Instrução escrita A
Enumere todas as pessoas identificadas pelo nome no texto sobre o projeto europeu.
Instrução escrita B
Responda, com base no texto sobre o projeto europeu, a cada pergunta numa linha própria:
(i) Em que data foi publicado o texto?
(ii) Segundo Carlos Antunes, para que percentagem do PIB seria desejável, embora difícil, transitar a despesa?
(iii) Segundo Filipe Silva, qual é o valor máximo a que devem ir as despesas?
Instrução escrita C
Prossiga o texto sobre o projeto europeu a partir do ponto em que termina.

═════ Texto de origem ═════

17 de setembro de 2012

Queremos continuar em Portugal ou não? (Parte 3)

Fruto de uma discussão muito proveitosa entre o Carlos Antunes , o Filipe Silva e eu, gostaria de deixar aos leitores um resumo do que foi escrito para que, em consciência, possamos considerar quais os argumentos mais fortes ou mais relevantes, ajudando assim à formação da nossa opinião:

Carlos Antunes:
- Os povos têm dificuldade em compreender o projeto europeu e suas vantagens
- A Europa está unida como hoje a conhecemos devido à boa intenção e visão de fundo dos políticos que temos e tivemos, corrigindo as vistas curtas dos povos
- Políticas de planificação centralizada e demasiada regulação não são desejadas
- A Europa precisa de se afirmar como uma potência à escala mundial que compita com as restantes
- Transitar uma despesa de 50% do PIB para 30% do PIB é desejável, mas realisticamente difícil de atingir, a não ser de forma muito gradual.
- Alemanha prefere prestar assistência aos fracos para manter a coesão mínima,e com isso fazer frente aos EUA que tudo fazem para tirar os holofotes das desgraças internas. Pelo meio a alemanha impõe austeridade para que se certifique de que estes sofrem e se ajustam tanto quanto for possível.
- A Europa fragmentar-se agora é um tiro no pé, e a Catalunha ao sugerir esse tipo de desígnios apenas se sente seduzida pelo caminho mais fácil
- Imprimir de forma controlada é melhor do que não imprimir, na esperança de que imediatamente antes da irreversibilidade se desliguem as impressoras.
- Atacar a dívida e sermos nós próprios a resolvê-la (austeridade a 20, 30 anos) é demasiado penoso para a nossa economia e no fim arriscaríamos a que os mercados não nos dessem a credibilidade desejada
- Nigel Farage joga em dois tabuleiros políticos: do UK e da Europa, fazendo tudo para descredibilizar o projeto Euro e a própria União Europeia

Filipe Silva:
- Planificação centralizada e excesso de regulação são a causa da estagnação económica
- Mercado pode fazer tudo aquilo a que o Estado se propõe a fazer
- O que a UE já faz: planificar e legislar em Bruxelas nas costas dos povos é já planificação centralizada
- Despesas a 30% do PIB é muito, devem ir, no máximo, a 20-25% (se não me falha a memória)
- É na diferença que evoluímos, ao contrário da hegemonia que a UE nos propõe como solução para uma Europa mais forte e coesa
- A classe política pensa muito mais nos seus interesses pessoais/grupo do que no eleitorado
- O projeto Euro tem pernas para andar, e pode muito bem funcionar como padrão ouro, se usado corretamente e sem interferências estatais
- Alemanha não está para ajudar hoje e repetir a dose daqui a 10 anos só porque os países mais fracos nada fizeram. PIGS ganharem competitividade é-lhes irrelevante.

═════ Linhas de dados ═════

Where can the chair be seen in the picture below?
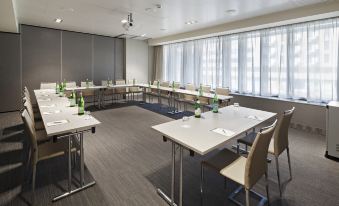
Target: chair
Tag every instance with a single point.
(47, 85)
(88, 93)
(40, 152)
(164, 94)
(278, 144)
(244, 171)
(133, 90)
(204, 101)
(38, 124)
(107, 91)
(121, 91)
(153, 92)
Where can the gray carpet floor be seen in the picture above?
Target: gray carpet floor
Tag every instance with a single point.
(129, 161)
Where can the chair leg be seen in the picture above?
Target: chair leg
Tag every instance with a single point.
(267, 189)
(33, 184)
(201, 183)
(247, 197)
(289, 161)
(277, 165)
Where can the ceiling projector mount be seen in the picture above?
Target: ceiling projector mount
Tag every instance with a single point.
(128, 24)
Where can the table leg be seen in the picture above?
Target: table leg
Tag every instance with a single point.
(82, 182)
(169, 200)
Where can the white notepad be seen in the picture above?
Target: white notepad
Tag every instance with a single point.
(254, 117)
(44, 100)
(222, 131)
(51, 112)
(47, 106)
(58, 122)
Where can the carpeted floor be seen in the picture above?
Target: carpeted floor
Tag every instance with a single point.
(129, 161)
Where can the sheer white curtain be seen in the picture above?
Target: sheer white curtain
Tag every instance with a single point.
(297, 61)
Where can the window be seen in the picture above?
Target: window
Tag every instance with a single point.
(298, 61)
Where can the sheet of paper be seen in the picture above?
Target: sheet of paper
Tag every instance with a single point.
(58, 122)
(222, 131)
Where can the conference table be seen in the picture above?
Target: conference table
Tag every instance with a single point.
(172, 93)
(62, 121)
(205, 134)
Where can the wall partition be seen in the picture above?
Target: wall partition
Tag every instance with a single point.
(49, 55)
(298, 61)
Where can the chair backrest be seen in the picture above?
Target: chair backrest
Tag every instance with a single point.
(206, 88)
(47, 85)
(120, 82)
(177, 85)
(222, 91)
(32, 135)
(280, 136)
(71, 84)
(84, 84)
(256, 163)
(164, 84)
(190, 87)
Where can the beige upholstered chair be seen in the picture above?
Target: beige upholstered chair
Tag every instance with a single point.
(121, 91)
(278, 144)
(47, 85)
(88, 93)
(245, 171)
(204, 101)
(133, 90)
(44, 151)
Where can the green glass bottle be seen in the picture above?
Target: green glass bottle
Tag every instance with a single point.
(200, 90)
(197, 107)
(73, 99)
(81, 105)
(215, 103)
(57, 88)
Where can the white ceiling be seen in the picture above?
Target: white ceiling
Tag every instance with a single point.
(103, 16)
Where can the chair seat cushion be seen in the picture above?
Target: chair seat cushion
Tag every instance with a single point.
(41, 135)
(248, 139)
(220, 160)
(235, 170)
(39, 125)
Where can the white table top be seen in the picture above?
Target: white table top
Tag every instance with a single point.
(169, 89)
(59, 109)
(196, 134)
(189, 92)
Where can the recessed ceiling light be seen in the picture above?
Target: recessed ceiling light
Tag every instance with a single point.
(191, 22)
(231, 11)
(58, 20)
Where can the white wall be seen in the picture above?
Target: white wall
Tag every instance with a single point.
(137, 60)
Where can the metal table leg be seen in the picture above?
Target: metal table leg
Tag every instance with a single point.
(82, 168)
(170, 200)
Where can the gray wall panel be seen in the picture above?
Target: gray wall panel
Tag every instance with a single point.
(10, 90)
(119, 59)
(76, 56)
(40, 56)
(103, 58)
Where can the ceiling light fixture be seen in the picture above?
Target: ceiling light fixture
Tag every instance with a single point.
(191, 22)
(231, 11)
(58, 20)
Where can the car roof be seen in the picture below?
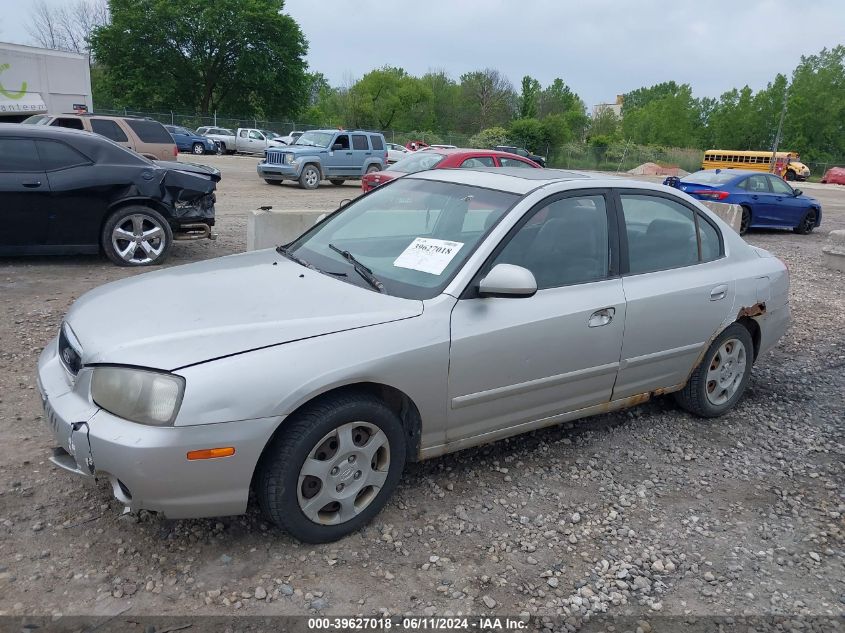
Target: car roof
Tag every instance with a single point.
(512, 179)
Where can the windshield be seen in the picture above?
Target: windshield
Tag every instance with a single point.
(414, 235)
(315, 139)
(710, 177)
(418, 162)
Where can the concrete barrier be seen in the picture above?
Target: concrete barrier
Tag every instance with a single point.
(730, 213)
(265, 229)
(833, 253)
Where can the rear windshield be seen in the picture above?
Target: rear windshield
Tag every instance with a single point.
(710, 177)
(150, 131)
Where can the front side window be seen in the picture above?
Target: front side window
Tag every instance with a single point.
(18, 155)
(413, 234)
(562, 243)
(661, 233)
(512, 162)
(109, 129)
(780, 187)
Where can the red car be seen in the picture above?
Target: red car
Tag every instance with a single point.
(444, 159)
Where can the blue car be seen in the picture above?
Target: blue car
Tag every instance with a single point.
(767, 201)
(188, 141)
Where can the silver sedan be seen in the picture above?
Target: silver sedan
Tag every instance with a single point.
(444, 310)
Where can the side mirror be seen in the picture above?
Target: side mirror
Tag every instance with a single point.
(507, 280)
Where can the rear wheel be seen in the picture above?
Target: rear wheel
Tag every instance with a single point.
(332, 467)
(136, 236)
(310, 177)
(721, 378)
(745, 222)
(807, 224)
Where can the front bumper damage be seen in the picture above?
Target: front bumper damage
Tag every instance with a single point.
(147, 466)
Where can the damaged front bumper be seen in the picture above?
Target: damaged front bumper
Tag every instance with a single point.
(147, 466)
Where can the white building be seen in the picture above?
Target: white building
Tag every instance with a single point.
(38, 80)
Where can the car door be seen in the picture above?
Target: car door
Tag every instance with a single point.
(678, 289)
(24, 196)
(339, 160)
(518, 360)
(786, 208)
(80, 195)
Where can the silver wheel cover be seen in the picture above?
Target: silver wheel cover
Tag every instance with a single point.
(726, 371)
(343, 473)
(138, 239)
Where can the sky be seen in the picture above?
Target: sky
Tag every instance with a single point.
(600, 48)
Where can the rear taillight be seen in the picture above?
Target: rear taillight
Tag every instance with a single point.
(710, 194)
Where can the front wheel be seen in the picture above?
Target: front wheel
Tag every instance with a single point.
(332, 467)
(136, 236)
(807, 224)
(721, 378)
(310, 177)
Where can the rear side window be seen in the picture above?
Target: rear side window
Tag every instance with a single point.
(73, 123)
(150, 131)
(664, 234)
(55, 155)
(109, 129)
(18, 155)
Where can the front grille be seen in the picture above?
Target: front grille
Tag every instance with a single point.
(69, 355)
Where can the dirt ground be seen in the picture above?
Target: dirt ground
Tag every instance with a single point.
(648, 512)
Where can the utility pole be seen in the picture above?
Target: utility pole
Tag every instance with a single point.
(773, 162)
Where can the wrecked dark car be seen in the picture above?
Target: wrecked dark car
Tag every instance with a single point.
(67, 191)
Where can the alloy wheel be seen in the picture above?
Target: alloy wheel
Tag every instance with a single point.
(343, 473)
(726, 371)
(138, 239)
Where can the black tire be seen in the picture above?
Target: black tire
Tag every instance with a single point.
(277, 476)
(310, 177)
(694, 396)
(745, 222)
(150, 218)
(807, 223)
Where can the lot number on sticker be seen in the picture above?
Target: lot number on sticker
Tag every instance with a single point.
(428, 255)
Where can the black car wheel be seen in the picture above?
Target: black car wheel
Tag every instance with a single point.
(807, 224)
(136, 236)
(331, 467)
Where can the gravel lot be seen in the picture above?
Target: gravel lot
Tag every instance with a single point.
(647, 512)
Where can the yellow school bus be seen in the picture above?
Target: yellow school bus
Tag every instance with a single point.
(787, 165)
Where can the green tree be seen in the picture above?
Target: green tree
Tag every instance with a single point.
(529, 98)
(232, 55)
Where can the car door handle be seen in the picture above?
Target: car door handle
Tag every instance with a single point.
(601, 317)
(719, 292)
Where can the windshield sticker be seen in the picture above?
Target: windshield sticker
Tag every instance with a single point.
(428, 255)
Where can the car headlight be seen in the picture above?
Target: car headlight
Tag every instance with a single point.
(142, 396)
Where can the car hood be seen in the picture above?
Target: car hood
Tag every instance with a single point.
(190, 314)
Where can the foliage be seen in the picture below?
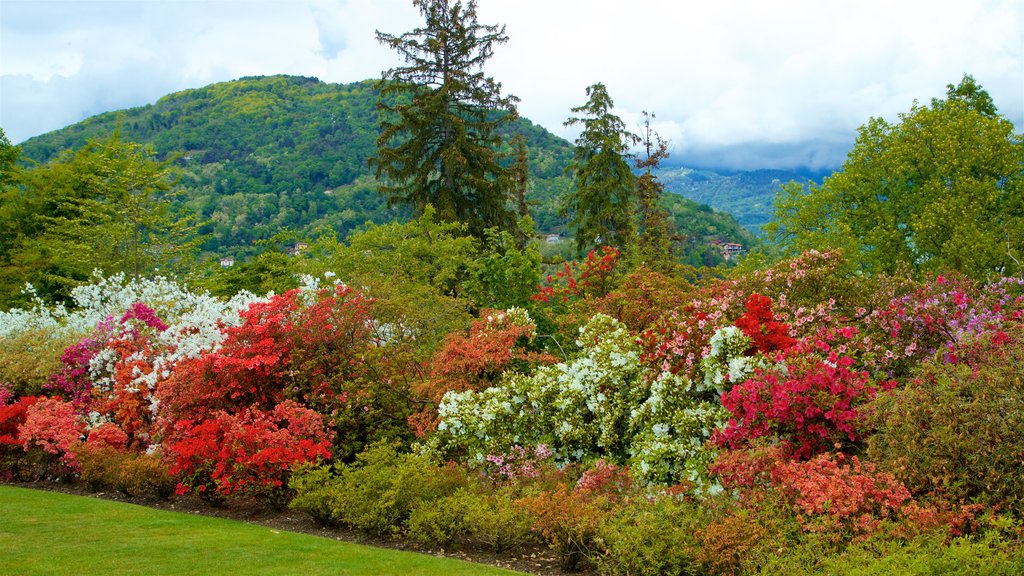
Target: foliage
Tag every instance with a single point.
(105, 206)
(601, 204)
(439, 141)
(34, 520)
(954, 428)
(940, 190)
(497, 343)
(590, 407)
(649, 537)
(51, 427)
(29, 358)
(250, 453)
(811, 404)
(377, 493)
(655, 246)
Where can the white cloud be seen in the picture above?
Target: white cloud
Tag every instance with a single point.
(743, 83)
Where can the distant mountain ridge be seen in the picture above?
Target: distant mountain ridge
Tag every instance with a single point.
(261, 154)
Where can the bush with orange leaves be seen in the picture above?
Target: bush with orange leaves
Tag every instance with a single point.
(497, 342)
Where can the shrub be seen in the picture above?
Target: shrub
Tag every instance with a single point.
(649, 538)
(931, 552)
(250, 454)
(51, 428)
(957, 427)
(478, 518)
(28, 359)
(375, 494)
(145, 475)
(11, 449)
(100, 466)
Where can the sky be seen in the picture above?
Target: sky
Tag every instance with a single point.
(733, 84)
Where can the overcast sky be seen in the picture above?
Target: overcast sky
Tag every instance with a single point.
(733, 83)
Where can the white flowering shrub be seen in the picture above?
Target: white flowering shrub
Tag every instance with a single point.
(598, 405)
(727, 362)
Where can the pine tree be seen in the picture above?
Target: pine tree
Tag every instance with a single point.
(654, 242)
(439, 142)
(601, 203)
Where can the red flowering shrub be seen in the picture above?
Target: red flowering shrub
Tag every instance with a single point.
(247, 454)
(833, 496)
(107, 435)
(329, 355)
(591, 278)
(830, 494)
(811, 405)
(760, 325)
(51, 426)
(11, 451)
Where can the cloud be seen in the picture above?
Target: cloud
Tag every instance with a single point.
(748, 83)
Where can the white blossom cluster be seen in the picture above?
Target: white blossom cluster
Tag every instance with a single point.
(727, 362)
(597, 405)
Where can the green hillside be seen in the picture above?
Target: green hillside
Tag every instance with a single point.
(259, 155)
(748, 196)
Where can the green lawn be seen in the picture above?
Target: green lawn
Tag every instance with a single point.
(51, 533)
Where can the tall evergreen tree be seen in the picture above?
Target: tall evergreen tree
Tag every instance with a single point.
(601, 203)
(439, 142)
(654, 242)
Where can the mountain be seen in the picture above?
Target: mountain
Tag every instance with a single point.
(262, 154)
(748, 196)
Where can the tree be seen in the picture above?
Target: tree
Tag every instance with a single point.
(439, 142)
(654, 242)
(601, 204)
(943, 189)
(105, 206)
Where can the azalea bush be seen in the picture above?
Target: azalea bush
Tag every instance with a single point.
(250, 453)
(595, 406)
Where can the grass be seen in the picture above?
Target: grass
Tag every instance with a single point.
(52, 533)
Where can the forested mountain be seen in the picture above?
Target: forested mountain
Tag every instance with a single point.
(748, 196)
(258, 155)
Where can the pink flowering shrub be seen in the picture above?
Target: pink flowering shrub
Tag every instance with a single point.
(811, 404)
(51, 426)
(517, 463)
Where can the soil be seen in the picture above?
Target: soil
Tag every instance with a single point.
(536, 560)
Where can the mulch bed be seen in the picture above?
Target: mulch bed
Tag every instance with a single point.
(536, 560)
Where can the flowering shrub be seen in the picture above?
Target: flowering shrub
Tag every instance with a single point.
(107, 435)
(11, 449)
(811, 404)
(955, 428)
(324, 351)
(517, 463)
(51, 426)
(247, 454)
(830, 494)
(591, 278)
(496, 343)
(594, 406)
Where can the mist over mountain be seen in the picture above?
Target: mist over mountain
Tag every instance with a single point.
(263, 154)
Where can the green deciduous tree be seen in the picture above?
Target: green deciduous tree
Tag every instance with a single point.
(601, 204)
(105, 206)
(943, 189)
(439, 142)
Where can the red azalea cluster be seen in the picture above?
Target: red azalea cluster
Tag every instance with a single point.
(759, 324)
(812, 404)
(248, 453)
(591, 278)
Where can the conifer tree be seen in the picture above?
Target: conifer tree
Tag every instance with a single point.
(654, 242)
(601, 203)
(439, 142)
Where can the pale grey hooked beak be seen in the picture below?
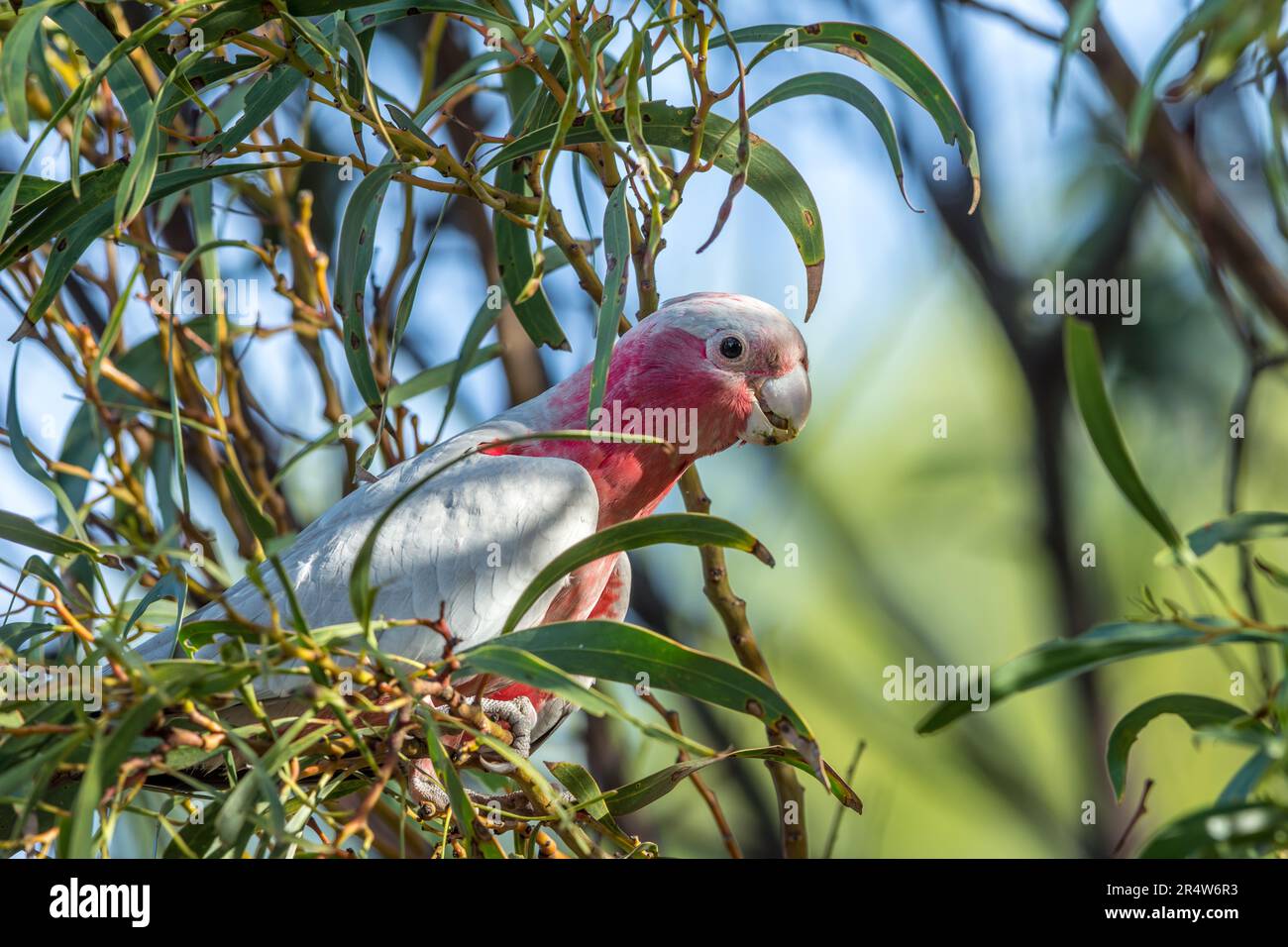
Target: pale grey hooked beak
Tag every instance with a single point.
(781, 408)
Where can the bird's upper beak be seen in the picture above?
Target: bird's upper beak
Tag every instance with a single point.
(780, 410)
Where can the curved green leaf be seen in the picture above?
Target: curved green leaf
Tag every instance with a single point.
(1222, 831)
(1087, 382)
(1080, 18)
(1067, 657)
(888, 56)
(771, 174)
(850, 90)
(26, 534)
(1231, 531)
(14, 54)
(1194, 709)
(617, 256)
(649, 789)
(515, 265)
(1146, 95)
(91, 226)
(616, 651)
(356, 248)
(687, 528)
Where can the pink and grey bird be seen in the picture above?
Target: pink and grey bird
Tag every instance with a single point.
(472, 539)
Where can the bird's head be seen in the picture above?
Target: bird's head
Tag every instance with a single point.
(735, 363)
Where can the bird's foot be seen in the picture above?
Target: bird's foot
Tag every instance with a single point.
(520, 718)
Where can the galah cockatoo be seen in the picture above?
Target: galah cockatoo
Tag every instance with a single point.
(469, 541)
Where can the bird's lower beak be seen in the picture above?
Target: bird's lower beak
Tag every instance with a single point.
(780, 410)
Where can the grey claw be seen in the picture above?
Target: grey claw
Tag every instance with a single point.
(522, 718)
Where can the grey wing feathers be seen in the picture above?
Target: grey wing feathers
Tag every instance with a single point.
(469, 541)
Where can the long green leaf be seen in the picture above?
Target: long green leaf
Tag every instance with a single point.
(621, 652)
(617, 254)
(1231, 531)
(1194, 709)
(1087, 382)
(357, 244)
(771, 174)
(26, 534)
(649, 789)
(888, 56)
(1067, 657)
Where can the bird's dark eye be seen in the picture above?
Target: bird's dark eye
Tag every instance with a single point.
(730, 347)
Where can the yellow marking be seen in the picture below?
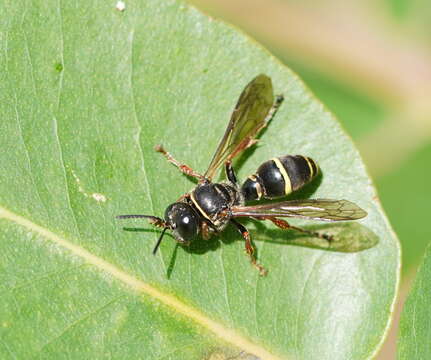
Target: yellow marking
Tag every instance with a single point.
(192, 196)
(258, 187)
(287, 182)
(310, 166)
(139, 286)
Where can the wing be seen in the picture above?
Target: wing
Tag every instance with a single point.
(317, 209)
(248, 118)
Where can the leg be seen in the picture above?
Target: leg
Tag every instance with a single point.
(249, 247)
(185, 169)
(230, 173)
(282, 224)
(278, 100)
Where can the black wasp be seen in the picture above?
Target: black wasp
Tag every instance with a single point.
(210, 207)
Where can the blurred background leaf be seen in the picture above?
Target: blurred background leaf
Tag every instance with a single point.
(415, 325)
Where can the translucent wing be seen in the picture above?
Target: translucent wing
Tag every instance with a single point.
(318, 209)
(248, 118)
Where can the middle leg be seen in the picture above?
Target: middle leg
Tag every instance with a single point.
(249, 247)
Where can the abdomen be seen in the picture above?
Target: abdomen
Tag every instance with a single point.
(279, 177)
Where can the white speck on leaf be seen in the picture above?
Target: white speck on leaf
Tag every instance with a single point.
(96, 196)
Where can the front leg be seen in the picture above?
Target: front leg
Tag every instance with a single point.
(249, 249)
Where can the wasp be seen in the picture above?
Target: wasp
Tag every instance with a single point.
(211, 206)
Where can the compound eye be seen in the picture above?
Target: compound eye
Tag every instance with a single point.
(183, 220)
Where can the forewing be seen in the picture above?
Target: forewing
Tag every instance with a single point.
(248, 118)
(317, 209)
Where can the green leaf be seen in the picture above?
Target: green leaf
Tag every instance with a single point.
(415, 323)
(86, 93)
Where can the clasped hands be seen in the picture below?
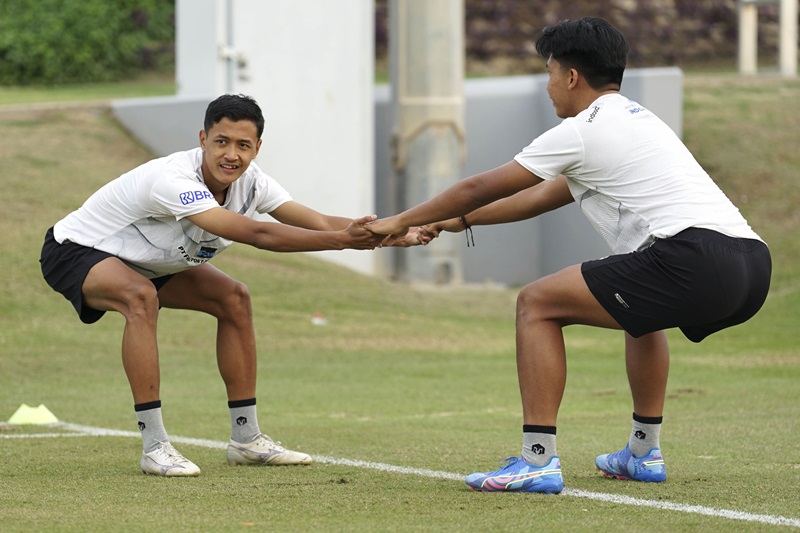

═════

Resposta escrita A
Carlos Antunes, Filipe Silva e Nigel Farage.

Resposta escrita B
(i) 17 de setembro de 2012.
(ii) 30% do PIB.
(iii) 20-25% do PIB.

Resposta escrita C
- Regressar ao escudo é entregar a moeda ao poder dos políticos e aos seus desejos ilimitados de impressão e de desvalorização para pagar contas e inflacionar silenciosamente os preços.

Tiago Mestre:
- Os povos europeus construiram-se nas suas semelhanças e nas suas diferenças, tendo definido as suas fronteiras com sangue suor e lágrimas.
- As culturas que se desenvolveram são suficientemente diferentes na língua, nos costumes, na relação entre os pares, etc, que qualquer aproximação forçada entre estas deve ser muito cuidada, recuando sempre que se vislumbram choques.
- As culturas não mudam na escala temporal que a UE deseja, e ao implementarem projetos que forçam uniões entre culturas, logo à partida enferma desta má análise da realidade.
- A liberdade dos povos para errarem ou acertarem, se separarem ou miscigenarem é mais importante do que a sua obediência às políticas de elites que julgam saber o que é melhor para nós.
- A UE e o Euro nasceram com boas intenções. Mas o terreno está a mostrar que entre a nossa vontade e realidade vai uma grande distância, e para a encurtar, os políticos não olham a meios para atingir os fins.
- Se não fossem os credores a dizer basta, ninguém teria lançado os alarmes e hoje os deficits continuariam a roçar os 9 e 10% do PIB.
- A elite política precisa de mentir diariamente para que a coesão não se perca
- Fizeram e promoveram as asneiras e pedem-nos agora para as corrigir e liquidar, dizendo ao povo que são eles mais uma vez os salvadores da situação. Basta que confiemos na sua ilimitada sabedoria.
- A tática do dia-a-dia prevalece à estratégia do longo prazo, adiando-se sucessivamente as decisões difíceis
- Ajudar países como Portugal com mais dinheiro emprestado só promove mais dívida e juros exponenciais. É a rúbrica mais pesada ( 8 mil ano) sem contar com a SS (37 mil ano)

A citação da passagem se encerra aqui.